Observatório Cidade Integrada - bairro do Jacarezinho (relatório)

Por equipe do Dicionário de Favelas Marielle Franco
Revisão de 20h08min de 13 de outubro de 2022 por Clara (discussão | contribs)
Autoria: Observatório Cidade Integrada

Apresentação

O presente relatório apresenta os resultados de uma pesquisa que buscou avaliar o Programa Cidade Integrada no bairro do Jacarezinho, com base na percepção e experiências dos moradores. O estudo foi realizado pelo conjunto de organizações parceiras que formaram o Observatório do Cidade Integrada, visando ao monitoramento independente do Cidade Integrada a partir da sociedade civil. Como será visto, tal monitoramento se fez necessário em virtude do grande volume de denúncias de violações de direitos humanos praticados por policiais militares que ocuparam o território para a implementação do programa.

O Cidade Integrada foi anunciado publicamente no dia 22 de janeiro de 2022, quando o Governador do Estado do Rio de Janeiro, Claudio Castro, informou à imprensa que o bairro do Jacarezinho, zona norte da capital do estado, e a favela da Muzema, na zona Oeste da cidade, seriam contemplados com o programa. Ambos os territórios já se encontravam ocupados pela Polícia Militar desde o dia 19 de janeiro, data do Decreto nº 47928, por meio do qual o Governo do Estado instituiu o Programa Cidade Integrada. No entanto, a população local não fora consultada ou tampouco informada a respeito, de modo que as lideranças comunitárias tomaram ciência da existência do Cidade Integrada e dos projetos previstos para o território somente após divulgação pela imprensa.

O decreto que instituiu o programa fazia menção aos Objetivos de Desenvolvimento Sustentável (ODS) da Agenda 2030 para o Desenvolvimento Sustentável da Organização das Nações Unidas (ONU) e enfatizava necessidade de elaborar estudos e coordenar ações em áreas de moradia de baixa renda, a fim de melhorar a qualidade de vida da população. O decreto discorreu sobre a importância de realizar investimentos em mobilidade urbana, habitação, construção e reforma de equipamentos públicos, gestão ambiental e políticas de promoção social para famílias em situação de vulnerabilidade. Constava, contudo, no decreto, que tudo isso seria realizado “sem aumento de despesa”. Assim, o Cidade Integrada foi instituído como um programa sem orçamento próprio, que consistia basicamente em retirar investimentos previstos para outros territórios e “concentrar a gestão dos benefícios, ações e projetos” em duas áreas específicas. Todos os projetos previstos para o Cidade Integrada já existiam anteriormente ao programa, entretanto, a proposta seria obrigar diversas secretárias de Estado a deslocarem seus recursos para as áreas escolhidas.

============================================================

**Problemas a resolver**
(1) Segundo o relatório sobre o Cidade Integrada no Jacarezinho, por que o monitoramento independente do programa se fez necessário? Responda em uma a três frases.
(2) Reproduza literalmente um trecho do relatório sobre o Cidade Integrada no Jacarezinho. Comece nas palavras que contêm "Autoria: Observatório Cidade" e pare depois de "implementação do programa.".
As linhas não têm relação com o relatório.

**Dados**
============================================================

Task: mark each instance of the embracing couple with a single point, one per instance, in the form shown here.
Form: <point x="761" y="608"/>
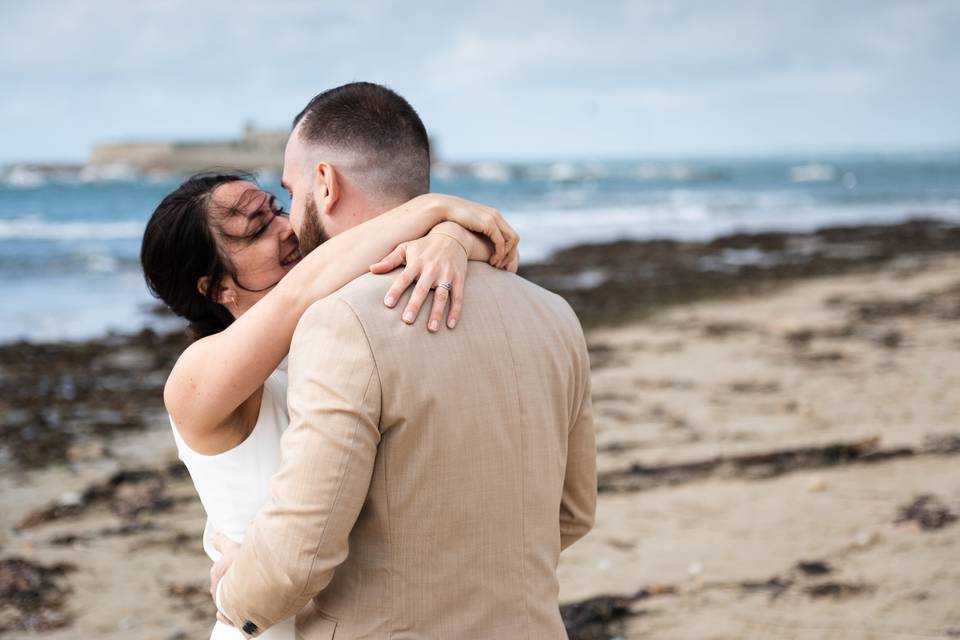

============================================================

**Respostas esperadas**
(1) O monitoramento se fez necessário por causa do grande volume de denúncias de violações de direitos humanos. Essas violações teriam sido praticadas por policiais militares que ocuparam o território para implementar o programa.

(2)
Autoria: Observatório Cidade Integrada

Apresentação

O presente relatório apresenta os resultados de uma pesquisa que buscou avaliar o Programa Cidade Integrada no bairro do Jacarezinho, com base na percepção e experiências dos moradores. O estudo foi realizado pelo conjunto de organizações parceiras que formaram o Observatório do Cidade Integrada, visando ao monitoramento independente do Cidade Integrada a partir da sociedade civil. Como será visto, tal monitoramento se fez necessário em virtude do grande volume de denúncias de violações de direitos humanos praticados por policiais militares que ocuparam o território para a implementação do programa.